→ **WORK TO COMPLETE**: Carry none of the pictures over; set down the material below exactly.

→ **DATA RECORDS**:

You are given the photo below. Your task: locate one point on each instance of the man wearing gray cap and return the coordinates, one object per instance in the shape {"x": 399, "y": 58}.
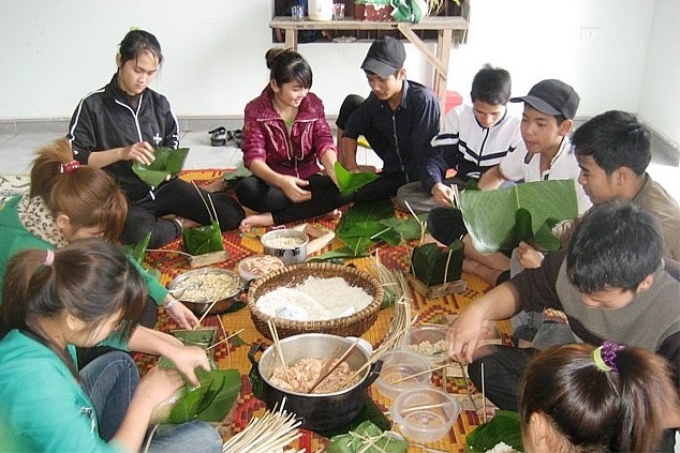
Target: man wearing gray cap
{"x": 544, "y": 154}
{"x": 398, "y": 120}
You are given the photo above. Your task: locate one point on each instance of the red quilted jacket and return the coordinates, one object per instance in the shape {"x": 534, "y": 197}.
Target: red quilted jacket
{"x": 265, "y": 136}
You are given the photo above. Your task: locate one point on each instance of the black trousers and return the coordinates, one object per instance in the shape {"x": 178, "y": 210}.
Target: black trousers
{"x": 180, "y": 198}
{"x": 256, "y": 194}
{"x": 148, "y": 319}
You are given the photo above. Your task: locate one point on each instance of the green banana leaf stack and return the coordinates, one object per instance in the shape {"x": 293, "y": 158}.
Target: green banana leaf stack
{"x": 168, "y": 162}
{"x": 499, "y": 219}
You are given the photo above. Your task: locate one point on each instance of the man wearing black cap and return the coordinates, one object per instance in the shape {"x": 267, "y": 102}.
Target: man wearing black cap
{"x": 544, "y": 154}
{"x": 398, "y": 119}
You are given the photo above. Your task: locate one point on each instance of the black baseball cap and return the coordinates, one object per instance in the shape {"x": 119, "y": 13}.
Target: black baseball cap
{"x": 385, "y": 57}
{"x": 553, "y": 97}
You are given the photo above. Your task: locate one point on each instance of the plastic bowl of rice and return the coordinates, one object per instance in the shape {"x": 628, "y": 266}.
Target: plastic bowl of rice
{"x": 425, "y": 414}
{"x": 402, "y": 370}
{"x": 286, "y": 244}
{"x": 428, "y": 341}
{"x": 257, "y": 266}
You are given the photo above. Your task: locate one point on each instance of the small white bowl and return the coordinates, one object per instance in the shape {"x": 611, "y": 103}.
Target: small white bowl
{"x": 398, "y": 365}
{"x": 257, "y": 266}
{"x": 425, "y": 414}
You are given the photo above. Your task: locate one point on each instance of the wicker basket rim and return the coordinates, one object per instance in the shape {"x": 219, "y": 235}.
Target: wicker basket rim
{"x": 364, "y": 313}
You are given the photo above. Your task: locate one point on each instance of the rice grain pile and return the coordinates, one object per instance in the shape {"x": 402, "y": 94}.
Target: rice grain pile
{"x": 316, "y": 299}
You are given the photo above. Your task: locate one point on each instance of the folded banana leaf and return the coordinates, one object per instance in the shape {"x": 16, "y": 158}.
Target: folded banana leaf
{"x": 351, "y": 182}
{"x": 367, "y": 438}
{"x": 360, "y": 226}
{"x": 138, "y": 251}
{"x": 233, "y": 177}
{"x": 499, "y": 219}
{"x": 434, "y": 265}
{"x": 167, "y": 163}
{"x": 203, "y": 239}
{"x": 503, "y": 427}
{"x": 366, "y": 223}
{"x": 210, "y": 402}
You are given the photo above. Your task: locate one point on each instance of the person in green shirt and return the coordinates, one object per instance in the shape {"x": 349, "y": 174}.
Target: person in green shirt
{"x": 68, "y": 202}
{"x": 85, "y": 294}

→ **THE COMPLETED TASK**:
You are given the photo below. Your task: locate one point on each instance of the man wearing gray cap and return the coordinates, one object per instance in the shape {"x": 399, "y": 58}.
Target: man wearing gray cap
{"x": 544, "y": 154}
{"x": 398, "y": 120}
You are given the photo above. Your task: locate one point on each instance of the red quilted jacket and return the coordinates, one object per instance in the shape {"x": 534, "y": 197}.
Target: red quilted jacket
{"x": 265, "y": 136}
You are given the photo above. Your task: locate one point on each instance of the black trousers and return the coordinates, one object per instance in the shape {"x": 178, "y": 210}.
Target: black trousers
{"x": 180, "y": 198}
{"x": 256, "y": 194}
{"x": 148, "y": 319}
You are given the photo above. Your task: locate one point on each instance of the green banana leaf stack and return the coordinates, one object per instance in the shape {"x": 293, "y": 158}.
Target: green banana leaf stack
{"x": 168, "y": 162}
{"x": 499, "y": 219}
You are given the photo above. Your task: locate one point on each instance of the man wearing black cap and return the coordinates, one object per instance in the shape {"x": 267, "y": 102}.
Target: man wearing black cap
{"x": 544, "y": 154}
{"x": 398, "y": 119}
You are given the photo above. Your task: locate one point on each instance of the black baseball cap and return the coordinates, one object per instance in the shape {"x": 119, "y": 13}.
Target: black baseball cap
{"x": 385, "y": 57}
{"x": 553, "y": 97}
You are given the photo above. Your task: locate one point on each instance of the plastic bowl of rice and return the coordinates, one object per instance in the shape {"x": 628, "y": 266}.
Target: plastic bowl of rice
{"x": 425, "y": 414}
{"x": 402, "y": 370}
{"x": 286, "y": 244}
{"x": 428, "y": 341}
{"x": 257, "y": 266}
You are given the photo above. Your task: locate one point on each instance of the small white bowl and return the coordinates, one object per instance in the shape {"x": 611, "y": 103}.
Target: small white bowl
{"x": 398, "y": 365}
{"x": 257, "y": 266}
{"x": 425, "y": 414}
You are given the photo above. Your task: locate one point on each instance of the wicker basket rim and return the coordinates, one object per instance in the shape {"x": 219, "y": 235}.
Target: wicker basket rim
{"x": 364, "y": 313}
You are given the photo above. Your task: locate one point on each instance of the rice grain pile and return the coordinates, one object per instance in the shape {"x": 402, "y": 94}.
Target: rice grain pile
{"x": 316, "y": 299}
You are given the photo above. Your task: locate one point on each instance of the folded banana leaf and return the coordinates, one object per instance in the shape {"x": 16, "y": 158}.
Target: folded banana leaf
{"x": 351, "y": 182}
{"x": 367, "y": 438}
{"x": 360, "y": 226}
{"x": 138, "y": 251}
{"x": 233, "y": 177}
{"x": 499, "y": 219}
{"x": 434, "y": 265}
{"x": 167, "y": 163}
{"x": 203, "y": 239}
{"x": 503, "y": 427}
{"x": 366, "y": 223}
{"x": 210, "y": 402}
You are given the photo above. Your task: locate one point on each instance of the person in green shirt and return the coordinates, one object per instance in the shape {"x": 349, "y": 174}.
Target: person in green shirt
{"x": 68, "y": 202}
{"x": 85, "y": 294}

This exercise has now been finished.